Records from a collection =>

# # # #

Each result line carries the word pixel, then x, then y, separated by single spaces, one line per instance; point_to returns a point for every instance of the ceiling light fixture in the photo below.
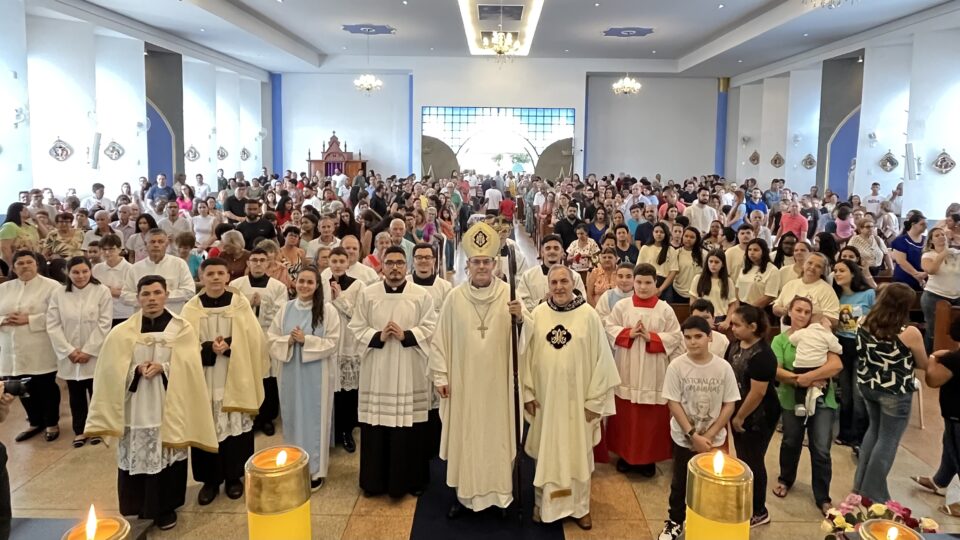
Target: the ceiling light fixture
pixel 367 83
pixel 501 43
pixel 829 4
pixel 627 86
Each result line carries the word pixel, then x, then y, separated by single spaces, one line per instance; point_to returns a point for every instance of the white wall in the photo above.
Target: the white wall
pixel 250 125
pixel 934 114
pixel 199 117
pixel 61 58
pixel 749 125
pixel 121 88
pixel 803 122
pixel 668 128
pixel 773 127
pixel 14 142
pixel 317 104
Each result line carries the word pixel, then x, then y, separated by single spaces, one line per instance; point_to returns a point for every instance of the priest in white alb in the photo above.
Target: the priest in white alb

# # # #

Stated exercise =>
Retype the whole listing exactly and leave the pictures out.

Solution =>
Each result line carries the word pixel, then x, then y, separated by single spaces, one line per instance; point_to returns a point for every instance of the ceiling light fixture in the photo below.
Target: the ceiling light fixture
pixel 367 83
pixel 501 43
pixel 829 4
pixel 627 86
Each result line carries the word pixel, then x, then y, separated by single spaces, one line per instance; point_to returns a point for every instance of the white wall in the photo above.
Target: the white wall
pixel 250 125
pixel 934 114
pixel 199 117
pixel 61 58
pixel 749 125
pixel 121 88
pixel 803 122
pixel 668 128
pixel 773 127
pixel 14 142
pixel 317 104
Each result line carries the word pixel, then x, then y, separated by single spaces, one line per instance; point_to returns a point for every instance of the priest in white alb in the photo above.
Target: the priest in white alb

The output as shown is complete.